Work to complete:
In the passage on creating a configuration context, condense the paragraph that begins "Return a reference to the list" into a short bulleted list that keeps its main facts.

Page:

(begin)

Creating Configuration Context

The context will save some basic configuration parameters used to guide model compilation and model execution.

The following sample code demonstrates how to create a Context.

auto context = std::make_shared<mindspore::Context>();
if (context == nullptr) {
    std::cerr << "New context failed." << std::endl;
    return nullptr;
}
auto &device_list = context->MutableDeviceInfo();

Return a reference to the list of backend information for specifying the running device via MutableDeviceInfo. User-set device information is supported in MutableDeviceInfo, including CPUDeviceInfo, GPUDeviceInfo, AscendDeviceInfo. The number of devices set can only be one of them currently.

Configuring to Use the CPU Backend

When the backend to be executed is CPU, you need to set CPUDeviceInfo as the inference backend. Enable Float16 inference by SetEnableFP16.

auto context = std::make_shared<mindspore::Context>();
if (context == nullptr) {
  std::cerr << "New context failed." << std::endl;
  return nullptr;
}
auto &device_list = context->MutableDeviceInfo();
auto cpu_device_info = std::make_shared<mindspore::CPUDeviceInfo>();
if (cpu_device_info == nullptr) {
  std::cerr << "New CPUDeviceInfo failed." << std::endl;
  return nullptr;
}
// CPU use float16 operator as priority.
cpu_device_info->SetEnableFP16(true);
device_list.push_back(cpu_device_info);

Optionally, you can additionally set the number of threads, thread affinity, parallelism strategy and other features.

  1. Configure the number of threads

    Context configure the number of threads via SetThreadNum:

    // Configure the number of worker threads in the thread pool to 2, including the main thread.

(end)

Collected material:
(begin)

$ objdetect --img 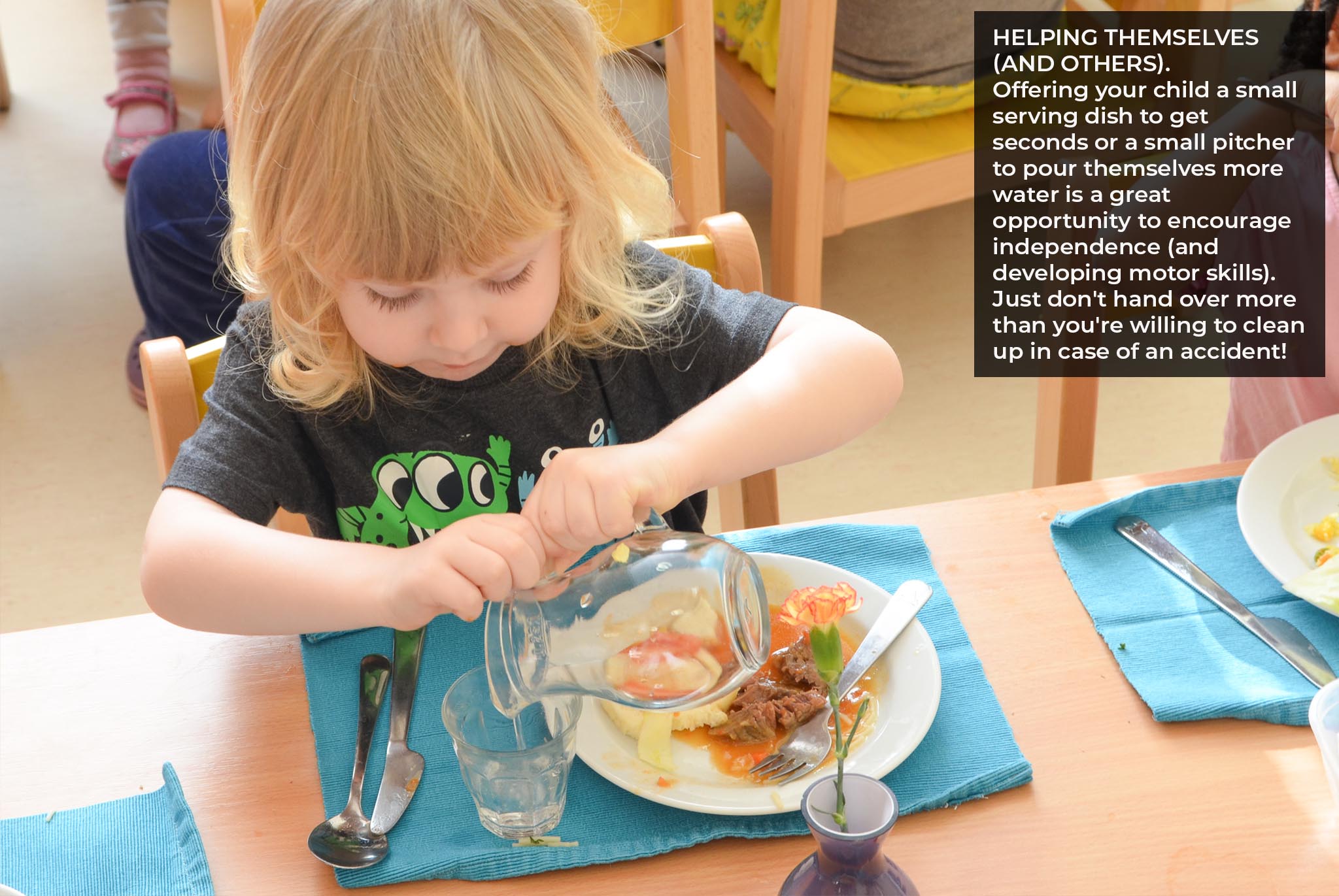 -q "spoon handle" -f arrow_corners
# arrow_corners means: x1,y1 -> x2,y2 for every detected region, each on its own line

(end)

Full response:
- MutableDeviceInfo returns a reference to the list of backend information that specifies the running device.
- It supports user-set device information: CPUDeviceInfo, GPUDeviceInfo and AscendDeviceInfo.
- Currently, only one of these devices can be set.